Das Amtsgericht Charlottenburg (Az. 214 C 64/15) hat die Klage auf Grundlage dieses Beklagtenvortrages abgewiesen. Es sah die tatsächliche Vermutung der persönlichen Verantwortlichkeit der Beklagten aufgrund der – nicht erwiesenen – Nutzungsmöglichkeit der weiteren Familienangehörigen als widerlegt an. Zudem ist das Erstgericht davon ausgegangen, dass die Beklagte mit ihrem Vortrag der sekundären Darlegungslast genügt habe. Aufgrund des Umstandes, dass weitere Haushaltsmitglieder selbstständig auf den Internetanschluss zugreifen könnten, ergebe sich bereits die ernsthafte Möglichkeit deren Täterschaft. Schließlich seien die weiteren nutzungsberechtigten Personen namentlich benannt und nach Erhalt der Abmahnung zur Rechtsverletzung befragt worden. Mehr könne vom Anschlussinhaber nicht verlangt werden.

Auf das (Gegen-)Beweisangebot der Klägerseite ist das Erstgericht nicht eingegangen.

Gegen das erstinstanzliche Urteil hat die Klägerin Berufung beim Landgericht Berlin eingelegt. Das Landgericht Berlin hat die erstinstanzliche Entscheidung aufgehoben und die Beklagte zur Zahlung von Schadensersatz in Höhe von 450,00 EUR sowie Erstattung der vorgerichtlichen Rechtsanwaltskosten der Klägerin in Höhe von 506,00 EUR verurteilt.

Dabei hat das Berufungsgericht klargestellt, dass zwischen den beiden Rechtsinstituten der tatsächlichen Vermutung und sekundären Darlegungslast zu trennen ist. Der Vortrag, der zur Erschütterung der tatsächlichen Vermutung geeignet wäre, sei nicht zwangsläufig deckungsgleich mit demjenigen, der im Rahmen der sekundären Darlegungslast zu fordern sei.

* * * * * * *

• [Aufgabe 1]:
Schreibe den Text über das Berliner Urteil von „Dabei hat das“ bis einschließlich „zu fordern sei.“ neu und setze dabei „Landgericht“ an die Stelle von „Berufungsgericht“.
• [Aufgabe 2]:
Führe den Text über das Berliner Urteil im Anschluss an seinen letzten Satz weiter.

• [Datenauszug]:
* * * * * * *

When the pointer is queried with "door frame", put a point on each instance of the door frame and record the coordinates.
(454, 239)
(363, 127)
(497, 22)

* * * * * * *

• [Schriftliche Antwort 1]:
Dabei hat das Landgericht klargestellt, dass zwischen den beiden Rechtsinstituten der tatsächlichen Vermutung und sekundären Darlegungslast zu trennen ist. Der Vortrag, der zur Erschütterung der tatsächlichen Vermutung geeignet wäre, sei nicht zwangsläufig deckungsgleich mit demjenigen, der im Rahmen der sekundären Darlegungslast zu fordern sei.

• [Schriftliche Antwort 2]:
„Das Gericht vertritt insoweit die Auffassung, dass beide Gesichtspunkte – tatsächliche Vermutung einerseits und sekundäre Darlegungslast andererseits – getrennt voneinander zu behandeln sind, insbesondere die sekundäre Darlegungslast nicht zwangsläufig bereits durch Vortrag erfüllt wird, der für die Widerlegung der tatsächlichen Vermutung einer Täterschaft genügen würde. Das ergibt sich auch aus der genannten Entscheidung des BGH (BGH a.a.O. Rdn. 37) [Anmerkung d. Verfasserin: Verweis auf BGH GRUR 2016, 191 – Tauschbörse III].“

Vielmehr seien an den Vortrag im Rahmen der sekundären Darlegungslast hohe Anforderungen zu stellen, wie auch den aktuellen Entscheidungen des Bundesgerichtshofs vom 11.06.2015 zu entnehmen sei. Insbesondere habe die Beklagte ihrer Nachforschungspflicht nicht genügt. Das bloße Nachfragen sei unzureichend.

Ließe man den Vortrag der Beklagten zur Erfüllung der sekundären Darlegungslast genügen, würde in Mehrpersonenhaushalten sowie im Familienkreis eine nicht zu rechtfertigende Schutzlücke entstehen, so das Landgericht Berlin. Der Anschlussinhaber könnte sich in der Folge durch völlig vage bleibenden Vortrag aus der Haftung befreien, ohne dem verletzten Rechteinhaber Anhaltspunkte zur Verfügung zu stellen, die es ihm ermöglichen würden, eine andere Person in Anspruch zu nehmen.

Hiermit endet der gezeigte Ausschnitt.